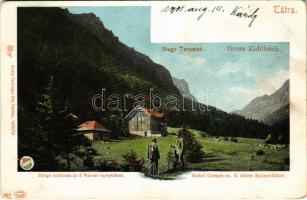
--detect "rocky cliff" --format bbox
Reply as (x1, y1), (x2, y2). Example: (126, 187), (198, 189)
(172, 77), (197, 101)
(236, 80), (289, 125)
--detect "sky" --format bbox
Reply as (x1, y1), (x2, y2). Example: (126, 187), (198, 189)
(67, 7), (289, 112)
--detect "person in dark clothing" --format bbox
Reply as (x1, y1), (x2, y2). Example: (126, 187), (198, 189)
(169, 145), (179, 172)
(176, 129), (186, 170)
(147, 138), (160, 176)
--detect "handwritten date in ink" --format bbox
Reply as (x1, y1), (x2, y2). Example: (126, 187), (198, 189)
(161, 5), (224, 20)
(161, 5), (260, 27)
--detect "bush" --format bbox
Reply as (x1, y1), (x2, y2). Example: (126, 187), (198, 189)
(120, 150), (144, 172)
(55, 155), (69, 169)
(265, 133), (273, 144)
(187, 141), (204, 162)
(255, 145), (265, 155)
(96, 159), (120, 171)
(182, 129), (204, 163)
(75, 147), (98, 170)
(255, 149), (265, 155)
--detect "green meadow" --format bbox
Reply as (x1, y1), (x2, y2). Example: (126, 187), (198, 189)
(92, 127), (289, 177)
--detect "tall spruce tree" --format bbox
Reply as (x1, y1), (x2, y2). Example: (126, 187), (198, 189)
(23, 76), (91, 170)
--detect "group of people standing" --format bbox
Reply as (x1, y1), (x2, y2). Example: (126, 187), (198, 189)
(147, 128), (187, 177)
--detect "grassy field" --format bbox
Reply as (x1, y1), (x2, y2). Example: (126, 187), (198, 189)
(92, 128), (289, 177)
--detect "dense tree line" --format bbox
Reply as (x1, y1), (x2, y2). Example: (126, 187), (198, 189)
(166, 108), (270, 139)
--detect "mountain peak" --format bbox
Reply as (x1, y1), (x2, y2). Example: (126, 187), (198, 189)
(235, 79), (289, 125)
(172, 77), (197, 102)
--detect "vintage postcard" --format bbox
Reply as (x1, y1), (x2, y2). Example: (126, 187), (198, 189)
(0, 1), (306, 199)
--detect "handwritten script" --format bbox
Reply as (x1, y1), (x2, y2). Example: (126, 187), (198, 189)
(161, 5), (260, 27)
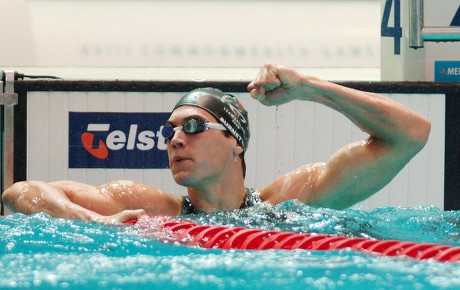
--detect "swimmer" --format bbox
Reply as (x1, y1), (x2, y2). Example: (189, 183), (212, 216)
(2, 63), (431, 224)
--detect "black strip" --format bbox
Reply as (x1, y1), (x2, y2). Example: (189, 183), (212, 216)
(14, 80), (460, 94)
(14, 91), (27, 183)
(1, 71), (4, 214)
(0, 102), (3, 215)
(14, 80), (251, 93)
(444, 93), (460, 211)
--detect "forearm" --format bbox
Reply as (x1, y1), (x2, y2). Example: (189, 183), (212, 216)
(296, 76), (431, 150)
(2, 181), (103, 221)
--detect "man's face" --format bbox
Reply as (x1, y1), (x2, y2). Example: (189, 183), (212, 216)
(166, 106), (238, 187)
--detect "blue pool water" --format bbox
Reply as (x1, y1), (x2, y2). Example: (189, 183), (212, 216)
(1, 200), (460, 289)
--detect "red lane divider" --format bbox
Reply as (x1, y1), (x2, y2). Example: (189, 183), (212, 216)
(126, 218), (460, 262)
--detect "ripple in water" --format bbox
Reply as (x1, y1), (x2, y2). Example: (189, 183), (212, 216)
(1, 202), (460, 289)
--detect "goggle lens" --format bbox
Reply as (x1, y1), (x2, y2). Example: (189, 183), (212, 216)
(162, 118), (219, 140)
(183, 118), (206, 134)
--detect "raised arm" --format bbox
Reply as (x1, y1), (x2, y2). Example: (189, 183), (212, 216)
(2, 180), (181, 223)
(248, 63), (431, 209)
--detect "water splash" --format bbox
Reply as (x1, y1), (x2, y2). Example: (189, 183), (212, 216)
(2, 205), (460, 289)
(186, 201), (460, 246)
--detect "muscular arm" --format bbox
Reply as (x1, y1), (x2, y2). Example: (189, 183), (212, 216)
(2, 180), (181, 223)
(248, 63), (431, 209)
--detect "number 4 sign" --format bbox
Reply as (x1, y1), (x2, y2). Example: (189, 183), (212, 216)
(381, 0), (402, 55)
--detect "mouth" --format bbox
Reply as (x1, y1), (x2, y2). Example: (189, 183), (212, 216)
(171, 155), (190, 165)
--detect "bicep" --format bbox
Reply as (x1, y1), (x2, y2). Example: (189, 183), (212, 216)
(260, 137), (409, 209)
(307, 137), (408, 208)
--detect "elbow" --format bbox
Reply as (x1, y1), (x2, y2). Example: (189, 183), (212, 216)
(411, 118), (431, 153)
(393, 117), (431, 160)
(2, 182), (24, 211)
(2, 181), (31, 213)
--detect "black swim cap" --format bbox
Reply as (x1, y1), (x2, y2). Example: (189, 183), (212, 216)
(173, 88), (250, 151)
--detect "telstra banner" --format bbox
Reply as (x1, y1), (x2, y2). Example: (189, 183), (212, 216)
(69, 112), (170, 169)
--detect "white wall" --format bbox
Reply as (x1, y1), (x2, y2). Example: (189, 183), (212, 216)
(26, 90), (444, 210)
(0, 0), (380, 68)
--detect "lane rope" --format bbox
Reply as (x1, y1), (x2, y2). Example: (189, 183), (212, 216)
(127, 217), (460, 262)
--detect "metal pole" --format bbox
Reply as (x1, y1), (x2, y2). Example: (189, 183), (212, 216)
(1, 71), (18, 215)
(421, 26), (460, 41)
(410, 0), (460, 47)
(409, 0), (424, 48)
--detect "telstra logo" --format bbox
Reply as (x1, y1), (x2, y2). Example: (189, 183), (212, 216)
(81, 124), (167, 159)
(69, 112), (170, 169)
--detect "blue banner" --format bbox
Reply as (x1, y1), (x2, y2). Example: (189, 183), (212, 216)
(434, 61), (460, 82)
(69, 112), (170, 169)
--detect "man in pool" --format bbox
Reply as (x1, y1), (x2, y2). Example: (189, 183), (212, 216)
(2, 63), (431, 224)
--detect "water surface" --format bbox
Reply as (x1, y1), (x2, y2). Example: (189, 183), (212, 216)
(1, 201), (460, 289)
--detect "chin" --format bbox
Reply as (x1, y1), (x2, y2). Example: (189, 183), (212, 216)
(174, 174), (204, 188)
(172, 172), (192, 186)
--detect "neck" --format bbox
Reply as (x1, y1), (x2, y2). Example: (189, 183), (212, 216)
(187, 180), (246, 212)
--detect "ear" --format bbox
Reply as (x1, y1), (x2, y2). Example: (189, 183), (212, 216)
(233, 144), (244, 156)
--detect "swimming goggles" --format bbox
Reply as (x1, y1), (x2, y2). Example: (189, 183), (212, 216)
(163, 118), (227, 140)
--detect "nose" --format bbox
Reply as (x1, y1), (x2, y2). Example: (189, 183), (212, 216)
(169, 127), (185, 148)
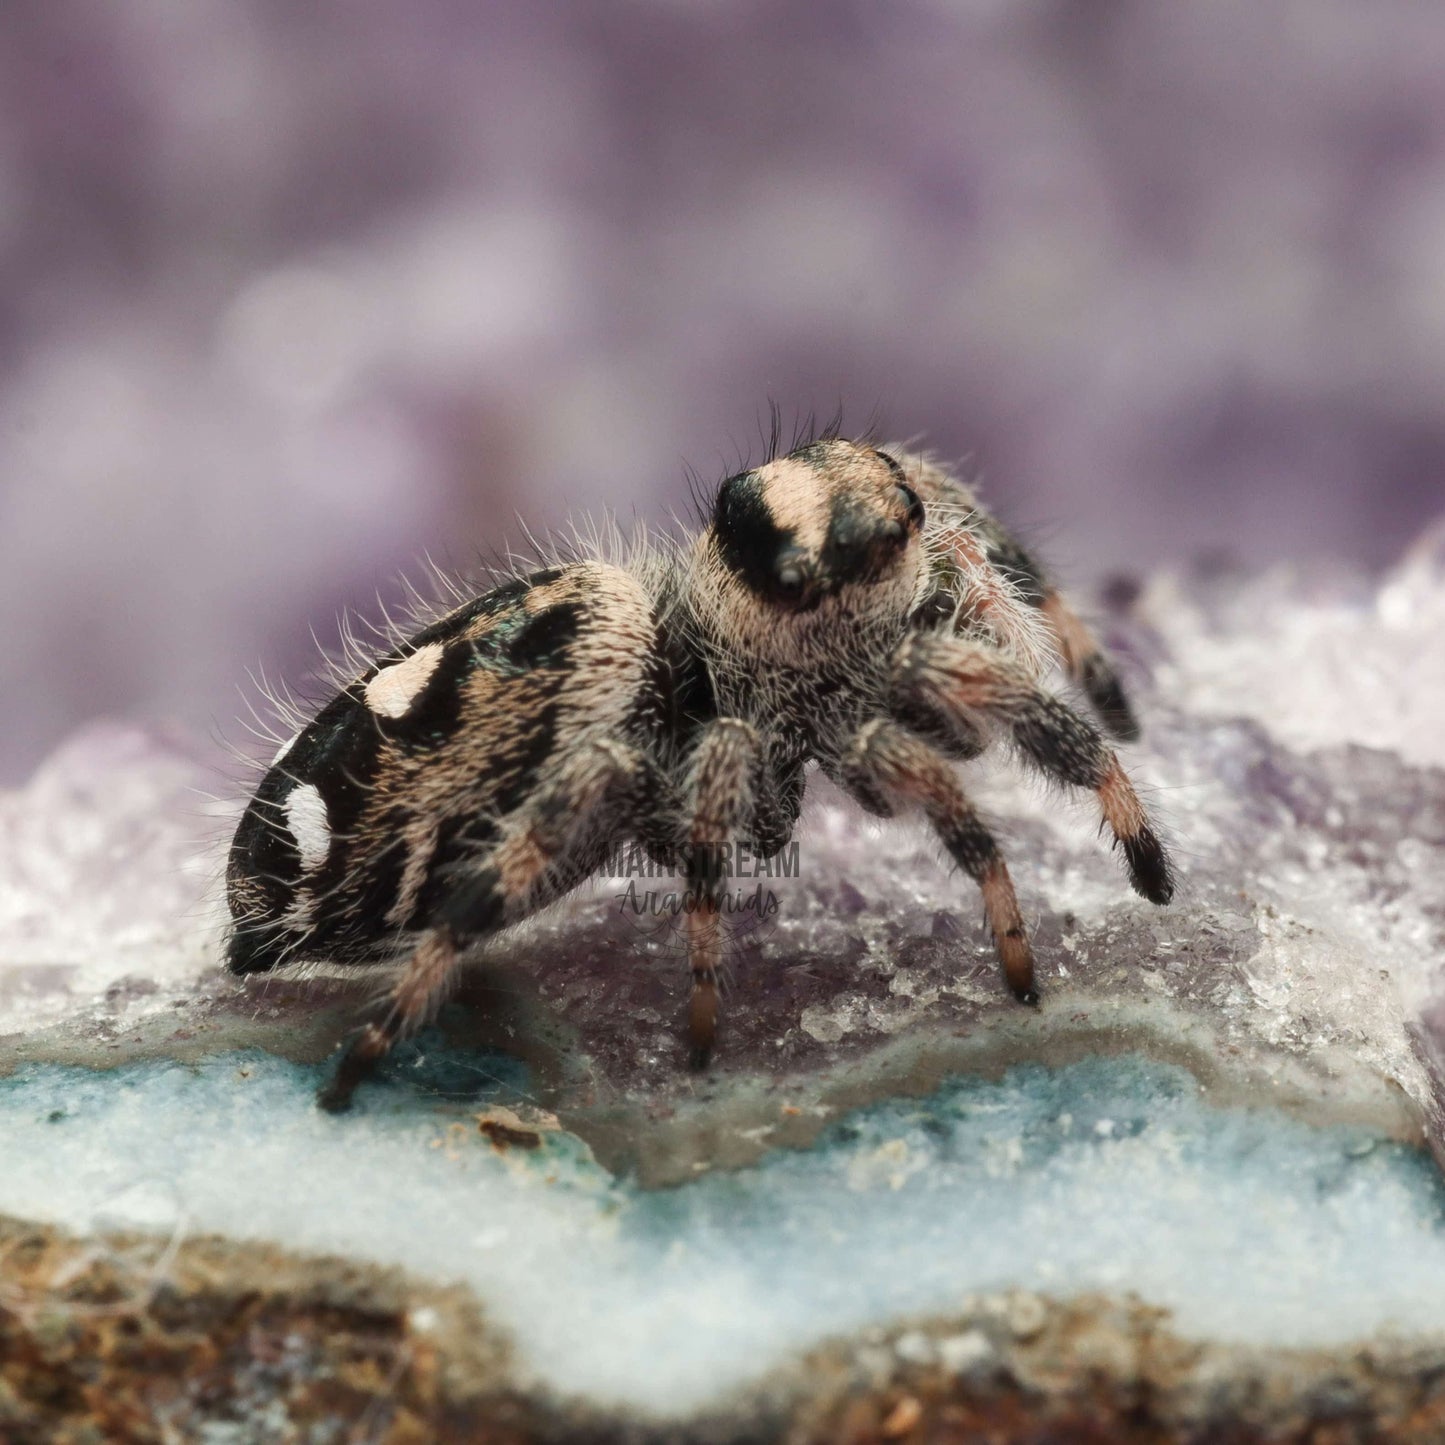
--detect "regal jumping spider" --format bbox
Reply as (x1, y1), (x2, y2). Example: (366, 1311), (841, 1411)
(227, 433), (1174, 1110)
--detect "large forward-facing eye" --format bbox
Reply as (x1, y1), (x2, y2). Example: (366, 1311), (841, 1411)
(873, 449), (925, 530)
(774, 548), (809, 598)
(896, 482), (926, 530)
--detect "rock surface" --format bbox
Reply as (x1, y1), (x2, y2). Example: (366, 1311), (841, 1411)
(3, 527), (1445, 1439)
(6, 1213), (1445, 1444)
(5, 525), (1445, 1173)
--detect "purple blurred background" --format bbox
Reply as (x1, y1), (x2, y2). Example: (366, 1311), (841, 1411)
(3, 1), (1443, 784)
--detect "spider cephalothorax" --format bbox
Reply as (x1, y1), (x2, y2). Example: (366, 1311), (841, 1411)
(707, 439), (925, 612)
(227, 435), (1174, 1109)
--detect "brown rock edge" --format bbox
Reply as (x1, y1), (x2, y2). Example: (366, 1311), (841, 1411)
(3, 1215), (1445, 1444)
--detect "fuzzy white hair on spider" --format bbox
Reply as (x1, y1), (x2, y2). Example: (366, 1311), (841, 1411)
(226, 428), (1174, 1110)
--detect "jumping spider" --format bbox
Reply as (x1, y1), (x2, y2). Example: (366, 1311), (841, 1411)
(227, 435), (1174, 1109)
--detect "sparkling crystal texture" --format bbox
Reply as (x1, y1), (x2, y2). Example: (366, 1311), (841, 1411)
(2, 528), (1445, 1418)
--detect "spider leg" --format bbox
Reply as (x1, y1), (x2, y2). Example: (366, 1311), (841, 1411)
(750, 751), (806, 859)
(1039, 590), (1139, 742)
(899, 449), (1140, 740)
(318, 927), (459, 1113)
(681, 717), (765, 1068)
(317, 737), (655, 1111)
(965, 518), (1139, 741)
(841, 719), (1036, 1002)
(891, 633), (1174, 904)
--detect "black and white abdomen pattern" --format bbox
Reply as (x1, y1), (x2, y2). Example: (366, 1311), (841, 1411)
(226, 562), (660, 975)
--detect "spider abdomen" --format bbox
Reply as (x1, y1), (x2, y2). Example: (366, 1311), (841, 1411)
(226, 561), (662, 975)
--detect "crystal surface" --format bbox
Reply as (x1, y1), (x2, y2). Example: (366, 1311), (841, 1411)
(2, 526), (1445, 1414)
(3, 1052), (1445, 1415)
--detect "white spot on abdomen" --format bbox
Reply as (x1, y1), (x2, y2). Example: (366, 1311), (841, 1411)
(365, 643), (445, 718)
(284, 782), (331, 872)
(271, 729), (302, 766)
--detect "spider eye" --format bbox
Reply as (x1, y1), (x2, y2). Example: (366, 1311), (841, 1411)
(774, 548), (809, 596)
(896, 483), (925, 529)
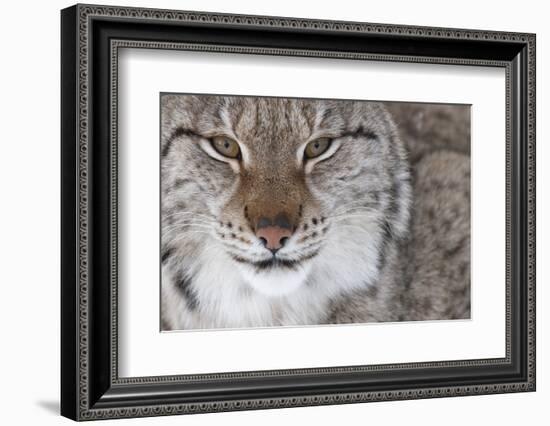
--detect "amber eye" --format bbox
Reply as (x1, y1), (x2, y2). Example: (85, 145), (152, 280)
(211, 136), (241, 159)
(304, 138), (331, 159)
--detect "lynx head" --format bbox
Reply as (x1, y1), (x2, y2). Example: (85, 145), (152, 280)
(161, 95), (411, 297)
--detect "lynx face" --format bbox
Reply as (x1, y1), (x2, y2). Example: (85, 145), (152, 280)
(161, 95), (411, 300)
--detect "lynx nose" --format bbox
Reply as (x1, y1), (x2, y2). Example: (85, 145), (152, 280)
(255, 214), (293, 253)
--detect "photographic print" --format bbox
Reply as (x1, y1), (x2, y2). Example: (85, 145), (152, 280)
(160, 95), (471, 331)
(61, 5), (535, 418)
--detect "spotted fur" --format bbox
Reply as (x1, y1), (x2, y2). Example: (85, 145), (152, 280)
(160, 95), (469, 330)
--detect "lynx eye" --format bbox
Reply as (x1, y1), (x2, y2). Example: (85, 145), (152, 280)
(211, 136), (241, 159)
(304, 138), (331, 159)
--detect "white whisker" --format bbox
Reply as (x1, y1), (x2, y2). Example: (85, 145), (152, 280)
(162, 211), (217, 221)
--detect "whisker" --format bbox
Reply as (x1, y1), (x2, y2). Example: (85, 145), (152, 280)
(330, 214), (379, 222)
(162, 221), (216, 230)
(294, 240), (322, 253)
(328, 199), (379, 214)
(327, 205), (378, 217)
(162, 223), (212, 234)
(166, 230), (215, 240)
(162, 211), (217, 221)
(165, 229), (255, 253)
(162, 219), (216, 228)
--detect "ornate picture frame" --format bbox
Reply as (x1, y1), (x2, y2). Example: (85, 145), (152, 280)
(61, 4), (535, 420)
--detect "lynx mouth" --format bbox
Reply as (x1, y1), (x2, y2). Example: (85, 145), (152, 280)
(233, 252), (317, 296)
(231, 250), (319, 272)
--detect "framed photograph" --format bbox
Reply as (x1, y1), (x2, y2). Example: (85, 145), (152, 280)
(61, 4), (536, 421)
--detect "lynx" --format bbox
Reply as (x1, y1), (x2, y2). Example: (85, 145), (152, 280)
(160, 95), (470, 330)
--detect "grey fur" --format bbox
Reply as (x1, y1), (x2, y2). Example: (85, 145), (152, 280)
(160, 95), (470, 330)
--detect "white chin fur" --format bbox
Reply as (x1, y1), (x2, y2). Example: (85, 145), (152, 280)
(237, 262), (312, 297)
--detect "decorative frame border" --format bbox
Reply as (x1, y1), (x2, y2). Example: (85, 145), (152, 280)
(61, 3), (536, 421)
(109, 40), (511, 384)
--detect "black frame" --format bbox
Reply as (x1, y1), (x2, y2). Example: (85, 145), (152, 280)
(61, 4), (536, 421)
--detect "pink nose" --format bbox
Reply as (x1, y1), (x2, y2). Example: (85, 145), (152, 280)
(256, 226), (292, 251)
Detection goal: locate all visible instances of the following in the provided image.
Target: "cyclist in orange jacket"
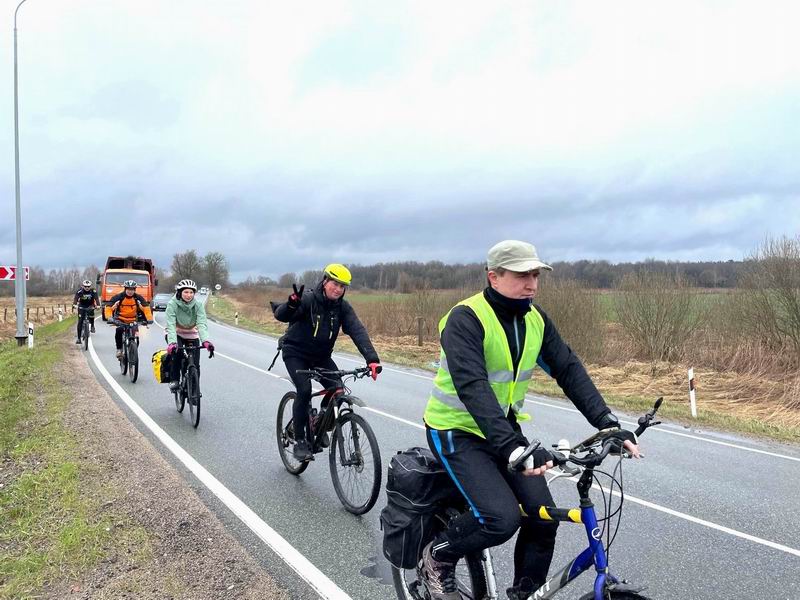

⁂

Of the lines above, copy each that contains "white".

#### Task answer:
--detect "white wall" --format bbox
--detect "fuzzy white hair on spider" --format bbox
--detect "black and white abdomen pattern" --format bbox
--detect "white spot on abdomen" --format bbox
--detect "white whisker" --format bbox
--detect "white chin fur" --format bbox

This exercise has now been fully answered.